**Provided information:**

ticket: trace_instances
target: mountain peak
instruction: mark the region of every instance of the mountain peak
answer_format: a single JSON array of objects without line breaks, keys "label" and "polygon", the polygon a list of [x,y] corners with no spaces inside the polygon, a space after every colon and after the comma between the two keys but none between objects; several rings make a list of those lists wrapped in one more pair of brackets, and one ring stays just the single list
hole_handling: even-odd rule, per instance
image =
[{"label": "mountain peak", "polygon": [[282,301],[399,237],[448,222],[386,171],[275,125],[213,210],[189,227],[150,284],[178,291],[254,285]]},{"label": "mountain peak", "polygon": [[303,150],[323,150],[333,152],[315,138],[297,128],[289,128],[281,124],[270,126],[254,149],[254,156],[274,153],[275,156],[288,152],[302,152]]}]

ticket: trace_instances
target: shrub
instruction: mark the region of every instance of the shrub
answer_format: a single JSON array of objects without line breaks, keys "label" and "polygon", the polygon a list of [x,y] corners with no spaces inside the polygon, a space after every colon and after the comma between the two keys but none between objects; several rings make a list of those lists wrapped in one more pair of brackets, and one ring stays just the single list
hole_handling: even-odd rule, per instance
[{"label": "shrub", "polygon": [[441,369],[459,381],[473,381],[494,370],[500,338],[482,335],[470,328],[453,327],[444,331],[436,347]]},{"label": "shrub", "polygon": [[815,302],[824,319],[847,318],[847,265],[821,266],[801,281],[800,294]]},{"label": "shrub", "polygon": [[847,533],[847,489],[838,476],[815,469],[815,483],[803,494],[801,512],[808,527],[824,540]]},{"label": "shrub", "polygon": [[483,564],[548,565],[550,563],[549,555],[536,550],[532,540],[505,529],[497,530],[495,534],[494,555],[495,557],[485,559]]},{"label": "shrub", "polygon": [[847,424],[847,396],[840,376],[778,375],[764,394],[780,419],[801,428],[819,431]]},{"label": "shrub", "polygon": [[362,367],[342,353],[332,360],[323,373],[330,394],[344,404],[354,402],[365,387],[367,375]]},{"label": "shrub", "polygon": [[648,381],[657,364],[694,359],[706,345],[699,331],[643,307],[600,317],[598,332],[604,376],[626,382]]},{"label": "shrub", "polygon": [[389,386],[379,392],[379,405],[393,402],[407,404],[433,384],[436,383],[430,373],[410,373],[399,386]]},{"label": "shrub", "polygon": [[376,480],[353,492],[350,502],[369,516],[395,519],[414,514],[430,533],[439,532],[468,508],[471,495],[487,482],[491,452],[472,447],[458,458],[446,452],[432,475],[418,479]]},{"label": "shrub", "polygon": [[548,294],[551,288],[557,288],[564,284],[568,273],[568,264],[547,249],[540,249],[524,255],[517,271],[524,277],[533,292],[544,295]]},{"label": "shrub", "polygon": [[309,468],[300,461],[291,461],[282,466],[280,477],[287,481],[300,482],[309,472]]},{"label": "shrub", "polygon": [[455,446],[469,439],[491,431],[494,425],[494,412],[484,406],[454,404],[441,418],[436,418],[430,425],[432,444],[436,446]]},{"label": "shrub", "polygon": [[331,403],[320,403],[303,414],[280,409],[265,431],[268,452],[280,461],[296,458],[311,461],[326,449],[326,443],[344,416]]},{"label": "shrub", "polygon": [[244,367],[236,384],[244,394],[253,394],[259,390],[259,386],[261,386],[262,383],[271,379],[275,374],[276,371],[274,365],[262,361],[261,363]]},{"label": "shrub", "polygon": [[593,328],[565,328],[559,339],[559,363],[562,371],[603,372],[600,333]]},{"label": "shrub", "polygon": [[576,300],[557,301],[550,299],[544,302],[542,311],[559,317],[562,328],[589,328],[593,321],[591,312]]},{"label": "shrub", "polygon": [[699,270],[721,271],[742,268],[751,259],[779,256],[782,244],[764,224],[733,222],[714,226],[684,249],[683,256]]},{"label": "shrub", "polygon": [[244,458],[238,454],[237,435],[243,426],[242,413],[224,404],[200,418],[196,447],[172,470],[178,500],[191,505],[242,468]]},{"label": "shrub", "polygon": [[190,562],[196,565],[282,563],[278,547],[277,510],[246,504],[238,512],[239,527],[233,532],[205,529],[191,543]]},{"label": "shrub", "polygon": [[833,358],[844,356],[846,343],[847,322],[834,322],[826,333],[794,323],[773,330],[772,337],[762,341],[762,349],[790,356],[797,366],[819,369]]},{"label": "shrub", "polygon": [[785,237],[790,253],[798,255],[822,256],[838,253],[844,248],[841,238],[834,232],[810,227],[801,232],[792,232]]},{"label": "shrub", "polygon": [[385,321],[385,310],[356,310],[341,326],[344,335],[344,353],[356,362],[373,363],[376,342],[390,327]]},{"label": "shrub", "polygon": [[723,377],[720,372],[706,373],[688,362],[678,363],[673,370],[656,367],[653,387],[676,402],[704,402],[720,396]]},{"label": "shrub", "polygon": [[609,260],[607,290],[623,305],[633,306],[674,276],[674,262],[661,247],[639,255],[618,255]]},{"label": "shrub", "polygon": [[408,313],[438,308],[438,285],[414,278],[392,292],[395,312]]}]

**Problem statement:**
Convert every line of the records above into a Markdown table with the columns No. and Line. Number the rows in order and leave out blank lines.

**Solution for this exercise:**
| No. | Line |
|---|---|
| 1 | ticket: trace_instances |
| 2 | target: mountain peak |
| 3 | instruction: mark the region of every instance of the mountain peak |
| 4 | answer_format: a single JSON array of objects without line breaks, keys "label" and "polygon", the polygon a list of [x,y] corners with no spaces inside the polygon, a space after every colon and after the comma between the two keys but none between objects; several rings make a list of those lists wrapped in one more pair of brackets, and one ring stays just the single list |
| 5 | hole_handling: even-odd rule, per instance |
| 6 | image = |
| 7 | [{"label": "mountain peak", "polygon": [[282,301],[399,237],[448,222],[386,171],[275,125],[213,210],[189,227],[150,284],[178,291],[254,285]]},{"label": "mountain peak", "polygon": [[303,150],[323,150],[333,152],[315,138],[297,128],[289,128],[281,124],[270,126],[254,149],[254,156],[274,153],[275,156],[288,152],[302,152]]}] |
| 8 | ticket: trace_instances |
| 9 | target: shrub |
| 10 | instruction: mark the region of every instance of the shrub |
| 11 | answer_format: a single JSON array of objects without line breaks, keys "label" and "polygon", the polygon a list of [x,y] corners with no spaces inside the polygon, a space after every colon and after the comma between the two keys but none between objects; several rings make a list of those lists wrapped in one more pair of brackets, and one ring stays just the single list |
| 12 | hole_handling: even-odd rule, per instance |
| 13 | [{"label": "shrub", "polygon": [[441,369],[459,381],[473,381],[494,370],[500,338],[482,335],[470,328],[453,327],[444,331],[436,347]]},{"label": "shrub", "polygon": [[815,302],[824,319],[847,318],[847,265],[821,266],[801,281],[800,294]]},{"label": "shrub", "polygon": [[847,533],[847,489],[838,476],[815,469],[815,483],[803,494],[801,512],[808,527],[824,540]]},{"label": "shrub", "polygon": [[483,564],[548,565],[550,563],[549,555],[536,550],[532,540],[505,529],[497,530],[495,534],[494,555],[495,557],[485,559]]},{"label": "shrub", "polygon": [[847,424],[847,396],[840,376],[778,375],[764,394],[780,419],[801,428],[819,431]]},{"label": "shrub", "polygon": [[362,367],[342,353],[332,360],[323,373],[330,394],[344,404],[354,402],[365,387],[367,375]]},{"label": "shrub", "polygon": [[648,381],[657,364],[694,359],[706,345],[699,331],[643,307],[600,317],[598,332],[604,376],[626,382]]},{"label": "shrub", "polygon": [[389,386],[379,392],[379,405],[393,402],[407,404],[433,384],[436,383],[430,373],[410,373],[399,386]]},{"label": "shrub", "polygon": [[376,480],[353,492],[350,502],[369,516],[395,519],[414,514],[430,533],[439,532],[468,508],[471,495],[487,482],[491,452],[472,447],[458,458],[446,452],[432,475],[418,479]]},{"label": "shrub", "polygon": [[548,294],[551,288],[557,288],[564,284],[568,273],[568,264],[547,249],[540,249],[524,255],[517,271],[524,277],[533,292],[544,295]]},{"label": "shrub", "polygon": [[309,468],[300,461],[291,461],[282,466],[280,477],[287,481],[300,482],[309,472]]},{"label": "shrub", "polygon": [[455,446],[469,439],[491,431],[494,425],[494,412],[484,406],[454,404],[441,418],[436,418],[430,425],[432,444],[436,446]]},{"label": "shrub", "polygon": [[331,403],[320,403],[303,414],[280,409],[265,431],[268,452],[280,461],[296,458],[311,461],[326,449],[326,443],[344,416]]},{"label": "shrub", "polygon": [[244,367],[236,384],[244,394],[253,394],[259,390],[259,386],[261,386],[262,383],[271,379],[275,374],[276,371],[274,365],[262,361],[261,363]]},{"label": "shrub", "polygon": [[593,328],[565,328],[559,339],[559,363],[562,371],[603,372],[600,333]]},{"label": "shrub", "polygon": [[576,300],[557,301],[550,299],[544,302],[542,311],[559,317],[562,328],[589,328],[593,321],[591,312]]},{"label": "shrub", "polygon": [[699,270],[721,271],[742,268],[751,259],[779,256],[782,244],[764,224],[733,222],[714,226],[684,249],[683,256]]},{"label": "shrub", "polygon": [[244,458],[238,454],[237,435],[243,426],[242,413],[224,404],[200,418],[196,447],[172,470],[178,500],[191,505],[242,468]]},{"label": "shrub", "polygon": [[190,562],[196,565],[282,563],[278,547],[277,510],[246,504],[238,512],[239,527],[233,532],[205,529],[191,543]]},{"label": "shrub", "polygon": [[833,358],[844,356],[846,343],[847,322],[834,322],[826,333],[794,323],[773,330],[772,337],[762,341],[762,349],[790,356],[797,366],[819,369]]},{"label": "shrub", "polygon": [[785,237],[790,253],[798,255],[822,256],[838,253],[844,248],[841,238],[834,232],[810,227],[801,232],[792,232]]},{"label": "shrub", "polygon": [[385,321],[385,310],[356,310],[341,326],[344,335],[344,353],[356,362],[373,363],[376,342],[390,327]]},{"label": "shrub", "polygon": [[723,377],[720,372],[706,373],[688,362],[678,363],[673,370],[656,367],[653,387],[676,402],[704,402],[720,396]]},{"label": "shrub", "polygon": [[609,260],[607,290],[623,305],[633,306],[674,276],[674,262],[661,247],[639,255],[618,255]]},{"label": "shrub", "polygon": [[408,313],[438,308],[438,285],[414,278],[392,292],[395,312]]}] |